> EXTRACT PROVIDED
To put it differently, label \({l\in{\mathbb{L}}(1,{\mathsf{L}})}\) is assigned to object \(\mathbf{x}\in X\) if the summary potential of objects from D l has the maximum value (Fig. 2). Further, the inverse potential function is considered.

Fig. 1
figure 1

Potential functions for different values of μ and \(\Uppsi=1\) (the bigger value of μ, faster the decrease of potential value that can be observed when the distance d from the potential source increases): a exponential potential function, b inverse potential function

Fig. 2
figure 2

The summary potential for sources in \({{\mathbb{R}}}\). There are 2 sources on the left and 3 sources on the right

3.2 Potential contour

Assuming, as it was before, that l o and l b represent labels of object and background and that \(D^{l^o}=\{(x_1^{l^o},y_1^{l^o}),\ldots,(x_{\mathsf{N}^{l^o}}^{l^o},y_{N^{l^o}}^{l^o})\}\) and \(D^{l^b}=\{(x_1^{l^b},y_1^{l^b}),\ldots,(x_{\mathsf{N}^{l^b}}^{l^b},y_{N^{l^b}}^{l^b})\}\) represent object and background sources, respectively, its implicit contour function described in Sect. 2.3 can be defined as:

$$ C^{\rm pot}(x,y)=S^{\rm pot}((x,y),l^o)-S^{\rm pot}((x,y),l^b) $$
(12)

The shape of the contour depends on the parameters of potential contour model i.e. on \({(x_i^{l^o},y_i^{l^o})\in{\mathbb{R}}^2}\), \({\Uppsi_i^{l^o}\in{\mathbb{R}}}\), \({\mu_i^{l^o}\in{\mathbb{R}}}\) for \({i\in{\mathbb{L}}(1,{N^{l^o}})}\) and \({(x_i^{l^b},y_i^{l^b})\in{\mathbb{R}}^2}\), \({\Uppsi_i^{l^b}\in{\mathbb{R}}}\), \({\mu_i^{l^b}\in{\mathbb{R}}}\) for \({i\in{\mathbb{L}}(1,{N^{l^b}})}\) (Fig. 3). Those parameters are sought during the contour evolution and, consequently, to make that process effective, some additional, reasonable assumptions about their values should be made:

  • The potential sources should lie inside the image, which means that: x min = 0, x max = \({\mathsf{W}}\), y min = 0, y max = \({\mathsf{H}}\).

> WHAT TO WORK ON
In the potential contour extract, rewrite the stretch that starts with "To put it differently, label" and ends with "function is considered.", changing "maximum value" to "highest value".

> DATASET EXCERPTS
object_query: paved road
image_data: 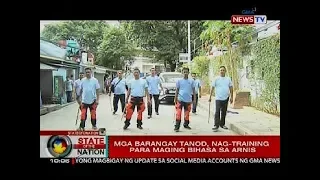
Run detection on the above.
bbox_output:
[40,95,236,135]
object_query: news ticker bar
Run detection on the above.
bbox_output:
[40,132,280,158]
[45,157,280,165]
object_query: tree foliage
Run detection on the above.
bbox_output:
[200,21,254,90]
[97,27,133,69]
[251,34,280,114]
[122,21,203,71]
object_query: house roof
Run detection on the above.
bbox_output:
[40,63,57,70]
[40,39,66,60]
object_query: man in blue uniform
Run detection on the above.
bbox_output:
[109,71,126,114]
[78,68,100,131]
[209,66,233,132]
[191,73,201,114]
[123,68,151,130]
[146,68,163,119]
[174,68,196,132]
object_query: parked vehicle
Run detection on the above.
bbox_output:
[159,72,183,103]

==

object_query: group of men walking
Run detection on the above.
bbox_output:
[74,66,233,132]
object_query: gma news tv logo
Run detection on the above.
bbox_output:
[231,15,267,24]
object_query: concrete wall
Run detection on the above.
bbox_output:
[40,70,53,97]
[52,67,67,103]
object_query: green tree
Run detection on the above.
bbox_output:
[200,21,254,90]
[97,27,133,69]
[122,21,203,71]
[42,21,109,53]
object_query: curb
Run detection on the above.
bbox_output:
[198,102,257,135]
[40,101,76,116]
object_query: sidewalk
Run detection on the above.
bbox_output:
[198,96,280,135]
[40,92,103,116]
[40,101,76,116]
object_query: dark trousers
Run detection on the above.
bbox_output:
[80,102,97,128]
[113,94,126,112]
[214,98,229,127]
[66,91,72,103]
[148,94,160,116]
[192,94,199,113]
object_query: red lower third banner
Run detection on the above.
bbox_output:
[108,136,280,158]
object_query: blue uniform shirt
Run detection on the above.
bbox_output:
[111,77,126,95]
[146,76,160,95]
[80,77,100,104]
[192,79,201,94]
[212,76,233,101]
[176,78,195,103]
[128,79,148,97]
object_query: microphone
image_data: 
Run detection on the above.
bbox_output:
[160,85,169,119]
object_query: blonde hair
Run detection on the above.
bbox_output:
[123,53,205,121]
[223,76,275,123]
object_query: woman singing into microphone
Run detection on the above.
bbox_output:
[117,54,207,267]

---

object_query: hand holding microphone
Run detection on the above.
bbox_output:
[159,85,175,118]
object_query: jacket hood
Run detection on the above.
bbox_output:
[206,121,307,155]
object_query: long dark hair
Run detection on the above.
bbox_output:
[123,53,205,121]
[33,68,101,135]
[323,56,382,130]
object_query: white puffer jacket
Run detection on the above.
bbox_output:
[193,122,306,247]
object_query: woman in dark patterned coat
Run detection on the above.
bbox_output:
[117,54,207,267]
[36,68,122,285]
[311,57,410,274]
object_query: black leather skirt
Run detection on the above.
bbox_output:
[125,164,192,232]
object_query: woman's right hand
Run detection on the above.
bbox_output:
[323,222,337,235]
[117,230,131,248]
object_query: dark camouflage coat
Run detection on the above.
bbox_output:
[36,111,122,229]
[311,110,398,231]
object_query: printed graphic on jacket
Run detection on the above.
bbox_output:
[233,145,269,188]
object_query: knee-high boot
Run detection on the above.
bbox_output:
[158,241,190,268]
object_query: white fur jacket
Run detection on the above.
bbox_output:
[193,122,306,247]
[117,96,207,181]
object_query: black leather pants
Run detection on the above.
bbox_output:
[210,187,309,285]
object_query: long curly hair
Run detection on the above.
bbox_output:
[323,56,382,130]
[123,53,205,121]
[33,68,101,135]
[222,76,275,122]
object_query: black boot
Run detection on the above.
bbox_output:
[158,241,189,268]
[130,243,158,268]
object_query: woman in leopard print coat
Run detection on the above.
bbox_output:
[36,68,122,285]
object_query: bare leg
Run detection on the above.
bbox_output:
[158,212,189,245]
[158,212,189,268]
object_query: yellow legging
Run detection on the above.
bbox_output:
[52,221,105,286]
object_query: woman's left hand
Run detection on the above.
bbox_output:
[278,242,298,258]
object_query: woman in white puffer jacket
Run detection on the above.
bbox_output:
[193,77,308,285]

> COMPLETE ANSWER
To put it differently, label \({l\in{\mathbb{L}}(1,{\mathsf{L}})}\) is assigned to object \(\mathbf{x}\in X\) if the summary potential of objects from D l has the highest value (Fig. 2). Further, the inverse potential function is considered.